### INSTRUCTION
Lay out the records, from the start through the line containing "M 130 150 L", as a Markdown table with two columns: No., holding the row number, and Text, holding the line. Leave out blank lines.

···

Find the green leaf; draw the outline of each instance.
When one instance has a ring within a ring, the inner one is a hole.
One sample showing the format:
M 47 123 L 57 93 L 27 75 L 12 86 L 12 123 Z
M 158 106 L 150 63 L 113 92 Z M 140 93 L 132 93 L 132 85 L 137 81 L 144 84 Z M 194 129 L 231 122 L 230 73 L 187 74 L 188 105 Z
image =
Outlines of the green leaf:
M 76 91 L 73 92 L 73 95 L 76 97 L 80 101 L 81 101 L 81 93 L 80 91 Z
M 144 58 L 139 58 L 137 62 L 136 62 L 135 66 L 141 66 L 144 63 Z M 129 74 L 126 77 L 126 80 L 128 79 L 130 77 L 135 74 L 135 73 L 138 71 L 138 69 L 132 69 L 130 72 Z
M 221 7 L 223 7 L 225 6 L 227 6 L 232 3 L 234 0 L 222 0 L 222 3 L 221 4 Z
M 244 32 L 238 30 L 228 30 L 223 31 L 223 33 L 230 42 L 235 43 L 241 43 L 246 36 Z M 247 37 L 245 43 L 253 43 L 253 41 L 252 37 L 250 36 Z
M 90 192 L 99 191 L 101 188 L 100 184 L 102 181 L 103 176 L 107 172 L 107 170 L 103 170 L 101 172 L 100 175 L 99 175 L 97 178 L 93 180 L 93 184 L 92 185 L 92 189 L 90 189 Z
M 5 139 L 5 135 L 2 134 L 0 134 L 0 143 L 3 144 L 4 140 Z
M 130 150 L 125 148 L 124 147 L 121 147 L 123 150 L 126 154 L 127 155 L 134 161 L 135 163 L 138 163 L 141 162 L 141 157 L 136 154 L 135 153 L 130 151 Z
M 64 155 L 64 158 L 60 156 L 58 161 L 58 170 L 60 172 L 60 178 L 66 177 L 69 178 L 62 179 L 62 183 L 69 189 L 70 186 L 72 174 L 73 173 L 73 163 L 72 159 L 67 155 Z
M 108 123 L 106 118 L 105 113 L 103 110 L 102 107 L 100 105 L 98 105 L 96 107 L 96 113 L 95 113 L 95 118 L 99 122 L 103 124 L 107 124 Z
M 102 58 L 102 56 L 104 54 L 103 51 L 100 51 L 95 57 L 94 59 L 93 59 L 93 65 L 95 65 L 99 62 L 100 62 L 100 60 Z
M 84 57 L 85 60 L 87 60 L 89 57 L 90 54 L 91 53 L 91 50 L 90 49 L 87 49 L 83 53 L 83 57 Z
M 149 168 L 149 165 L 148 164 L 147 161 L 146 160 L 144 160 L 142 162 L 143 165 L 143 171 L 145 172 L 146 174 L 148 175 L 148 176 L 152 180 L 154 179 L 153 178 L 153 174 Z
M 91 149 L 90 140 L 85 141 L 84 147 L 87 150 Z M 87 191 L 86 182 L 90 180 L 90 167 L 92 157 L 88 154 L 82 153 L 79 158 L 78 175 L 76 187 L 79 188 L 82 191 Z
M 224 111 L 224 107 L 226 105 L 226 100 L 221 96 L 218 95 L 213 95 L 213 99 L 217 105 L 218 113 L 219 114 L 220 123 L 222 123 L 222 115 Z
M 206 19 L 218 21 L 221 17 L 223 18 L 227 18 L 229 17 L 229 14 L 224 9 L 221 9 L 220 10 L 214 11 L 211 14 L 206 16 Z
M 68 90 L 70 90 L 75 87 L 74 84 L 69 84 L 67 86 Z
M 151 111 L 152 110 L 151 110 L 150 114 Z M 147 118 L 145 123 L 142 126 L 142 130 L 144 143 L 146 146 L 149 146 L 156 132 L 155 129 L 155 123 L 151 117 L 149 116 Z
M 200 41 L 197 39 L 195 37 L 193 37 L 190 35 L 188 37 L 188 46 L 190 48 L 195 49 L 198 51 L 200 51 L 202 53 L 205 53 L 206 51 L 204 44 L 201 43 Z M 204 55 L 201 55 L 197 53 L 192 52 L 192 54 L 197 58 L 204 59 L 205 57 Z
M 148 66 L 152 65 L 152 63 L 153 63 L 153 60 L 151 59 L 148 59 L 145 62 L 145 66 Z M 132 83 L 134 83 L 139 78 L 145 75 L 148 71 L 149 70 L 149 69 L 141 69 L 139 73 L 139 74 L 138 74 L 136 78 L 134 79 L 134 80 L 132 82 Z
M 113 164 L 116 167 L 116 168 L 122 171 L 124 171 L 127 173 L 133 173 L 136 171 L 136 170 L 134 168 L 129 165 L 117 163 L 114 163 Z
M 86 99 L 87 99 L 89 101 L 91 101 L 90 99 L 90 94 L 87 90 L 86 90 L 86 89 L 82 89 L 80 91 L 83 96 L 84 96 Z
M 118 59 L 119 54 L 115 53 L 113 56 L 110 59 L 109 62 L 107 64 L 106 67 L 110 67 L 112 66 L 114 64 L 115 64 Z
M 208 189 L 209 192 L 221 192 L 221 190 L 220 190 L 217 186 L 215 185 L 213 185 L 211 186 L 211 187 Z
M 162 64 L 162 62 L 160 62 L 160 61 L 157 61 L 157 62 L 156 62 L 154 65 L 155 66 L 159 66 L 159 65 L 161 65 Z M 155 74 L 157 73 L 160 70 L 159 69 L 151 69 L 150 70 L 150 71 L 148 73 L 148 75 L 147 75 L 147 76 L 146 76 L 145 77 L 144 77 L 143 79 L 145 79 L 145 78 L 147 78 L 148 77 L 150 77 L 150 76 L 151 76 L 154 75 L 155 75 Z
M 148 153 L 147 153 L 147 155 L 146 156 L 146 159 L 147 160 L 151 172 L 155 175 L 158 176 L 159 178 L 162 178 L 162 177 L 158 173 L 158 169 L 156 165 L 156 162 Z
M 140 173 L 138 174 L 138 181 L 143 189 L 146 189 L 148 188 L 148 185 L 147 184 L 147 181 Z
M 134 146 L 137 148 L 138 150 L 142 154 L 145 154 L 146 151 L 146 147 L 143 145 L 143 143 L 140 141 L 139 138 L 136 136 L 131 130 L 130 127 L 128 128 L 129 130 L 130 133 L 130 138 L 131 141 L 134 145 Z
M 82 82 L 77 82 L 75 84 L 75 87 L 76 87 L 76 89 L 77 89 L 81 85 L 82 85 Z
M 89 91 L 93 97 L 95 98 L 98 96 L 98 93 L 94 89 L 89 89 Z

···

### RESPONSE TO THIS EXERCISE
| No. | Text |
|---|---|
| 1 | Find the green leaf; draw the outline of each instance. |
| 2 | When one instance has a ring within a ring, the inner one is a hole. |
| 3 | One sample showing the format: |
| 4 | M 47 123 L 57 93 L 27 75 L 12 86 L 12 123 Z |
| 5 | M 158 106 L 150 63 L 113 92 Z M 140 93 L 132 93 L 132 85 L 137 81 L 144 84 Z M 194 129 L 231 122 L 230 73 L 187 74 L 188 105 Z |
| 6 | image = |
| 7 | Outlines of the green leaf: |
| 8 | M 76 91 L 73 92 L 73 95 L 76 97 L 80 101 L 81 101 L 81 93 L 80 91 Z |
| 9 | M 144 58 L 139 58 L 137 62 L 136 62 L 135 66 L 141 66 L 144 63 Z M 129 74 L 126 77 L 126 80 L 128 79 L 130 77 L 135 74 L 135 73 L 138 71 L 138 69 L 132 69 L 130 72 Z |
| 10 | M 221 7 L 223 7 L 225 6 L 227 6 L 232 3 L 234 0 L 222 0 L 222 3 L 221 4 Z |
| 11 | M 244 32 L 238 30 L 228 30 L 223 31 L 223 33 L 230 42 L 235 43 L 241 43 L 246 36 Z M 247 37 L 245 43 L 253 43 L 253 41 L 252 37 L 250 36 Z |
| 12 | M 90 192 L 99 191 L 101 188 L 100 184 L 102 181 L 103 176 L 107 172 L 107 170 L 103 170 L 101 172 L 100 175 L 99 175 L 97 178 L 93 180 L 93 184 L 92 185 L 92 189 L 90 189 Z |
| 13 | M 5 139 L 5 135 L 2 134 L 0 134 L 0 143 L 3 144 L 4 140 Z |
| 14 | M 130 150 L 125 148 L 124 147 L 121 147 L 123 150 L 126 154 L 127 155 L 134 161 L 135 163 L 138 163 L 141 162 L 141 157 L 136 154 L 135 153 L 130 151 Z |